** START OF Source passage **

Ruby+OMR JIT Compiler: What’s Next? - magaudet
https://developer.ibm.com/open/2017/03/01/ruby-omr-jit-compiler-whats-next/
======
rurban
> In Evan’s keynote, he proposed a really interesting and ambitious solution
> to the problem he called “lifting the core.” It involved shipping Ruby with
> LLVM intermediate representation of the CRuby functions to allow the LLVM
> JIT technology to look inside the CRuby functions and dramatically increase
> the optimization horizon. As far as I know, this hasn’t been attempted yet —
> although, if it has, I really want to see it!

Actually unladen_swallow and cperl are doing this. Compile the whole runtime
to a lib<rt>.bc (trivial make rule), load this bitcode file (a single call),
and add the expensive optimizations, esp. the inliner and IPO in llvm. Just
the type-checks need to be done in the jit. This inliner does a lot of good
magic esp. for the small RT functions. >10x faster.

** END OF Source passage **
** START OF Data listing **

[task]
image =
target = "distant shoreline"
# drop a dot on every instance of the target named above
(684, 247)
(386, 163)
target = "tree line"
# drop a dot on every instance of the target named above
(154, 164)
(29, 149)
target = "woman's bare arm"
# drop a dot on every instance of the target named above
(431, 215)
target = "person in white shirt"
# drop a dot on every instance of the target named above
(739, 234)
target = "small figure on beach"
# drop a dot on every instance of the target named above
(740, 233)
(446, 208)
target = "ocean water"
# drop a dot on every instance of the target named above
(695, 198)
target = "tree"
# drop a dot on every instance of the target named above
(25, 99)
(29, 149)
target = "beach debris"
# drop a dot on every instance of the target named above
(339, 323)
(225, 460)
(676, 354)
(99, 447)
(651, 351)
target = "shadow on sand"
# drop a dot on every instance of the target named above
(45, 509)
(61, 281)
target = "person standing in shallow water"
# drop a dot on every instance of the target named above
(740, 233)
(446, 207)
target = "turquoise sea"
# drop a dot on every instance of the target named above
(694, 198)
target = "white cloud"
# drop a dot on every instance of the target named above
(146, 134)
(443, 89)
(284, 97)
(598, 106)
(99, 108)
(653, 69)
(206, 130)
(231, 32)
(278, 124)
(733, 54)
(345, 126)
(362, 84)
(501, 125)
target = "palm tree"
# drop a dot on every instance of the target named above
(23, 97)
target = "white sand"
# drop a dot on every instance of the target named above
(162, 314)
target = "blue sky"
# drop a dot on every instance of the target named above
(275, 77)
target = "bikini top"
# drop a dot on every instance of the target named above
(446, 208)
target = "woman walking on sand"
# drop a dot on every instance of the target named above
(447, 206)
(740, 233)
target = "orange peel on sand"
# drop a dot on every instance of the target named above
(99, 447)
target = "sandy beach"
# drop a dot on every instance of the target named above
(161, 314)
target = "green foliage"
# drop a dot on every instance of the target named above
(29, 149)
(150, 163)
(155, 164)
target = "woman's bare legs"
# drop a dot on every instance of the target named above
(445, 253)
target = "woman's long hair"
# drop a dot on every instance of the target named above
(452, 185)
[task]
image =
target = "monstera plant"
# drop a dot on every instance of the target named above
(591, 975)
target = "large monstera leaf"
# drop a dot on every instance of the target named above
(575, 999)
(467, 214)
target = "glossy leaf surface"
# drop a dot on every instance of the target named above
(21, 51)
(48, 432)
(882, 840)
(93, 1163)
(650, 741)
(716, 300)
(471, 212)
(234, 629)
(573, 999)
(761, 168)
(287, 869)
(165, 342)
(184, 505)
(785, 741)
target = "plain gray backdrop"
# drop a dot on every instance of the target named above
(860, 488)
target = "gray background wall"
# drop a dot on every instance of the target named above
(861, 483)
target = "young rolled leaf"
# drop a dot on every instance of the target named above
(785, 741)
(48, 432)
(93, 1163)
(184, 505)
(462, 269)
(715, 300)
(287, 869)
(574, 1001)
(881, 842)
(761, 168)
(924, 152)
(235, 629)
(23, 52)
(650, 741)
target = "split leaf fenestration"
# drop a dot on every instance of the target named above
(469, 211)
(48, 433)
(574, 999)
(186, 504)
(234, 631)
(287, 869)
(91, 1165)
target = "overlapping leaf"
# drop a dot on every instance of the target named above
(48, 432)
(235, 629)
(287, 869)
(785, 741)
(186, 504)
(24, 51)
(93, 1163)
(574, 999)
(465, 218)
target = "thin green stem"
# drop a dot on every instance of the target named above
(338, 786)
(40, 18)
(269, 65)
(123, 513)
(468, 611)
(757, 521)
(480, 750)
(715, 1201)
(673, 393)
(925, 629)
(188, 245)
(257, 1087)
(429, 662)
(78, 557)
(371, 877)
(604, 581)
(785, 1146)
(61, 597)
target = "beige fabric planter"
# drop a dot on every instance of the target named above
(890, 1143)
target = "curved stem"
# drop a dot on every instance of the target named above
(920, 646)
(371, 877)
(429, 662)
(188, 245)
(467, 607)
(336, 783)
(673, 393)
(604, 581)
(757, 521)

** END OF Data listing **

Written instruction 1: Condense the Ruby JIT thread's paragraph beginning "Actually unladen_swallow and cperl" into a short bulleted list that keeps its main facts.
Written instruction 2: Extract every line of the entries that contains the string "water".
The entries have no connection to the Ruby JIT thread.

Task answer 1:
- unladen_swallow and cperl already take this approach.
- The whole runtime is compiled to a lib<rt>.bc file with a trivial make rule.
- That bitcode file is loaded with a single call.
- Expensive LLVM optimizations are added, especially the inliner and IPO.
- Only the type-checks need to be done in the JIT.
- The inliner works well, especially for the small RT functions, making things more than 10x faster.

Task answer 2:
target = "ocean water"
target = "person standing in shallow water"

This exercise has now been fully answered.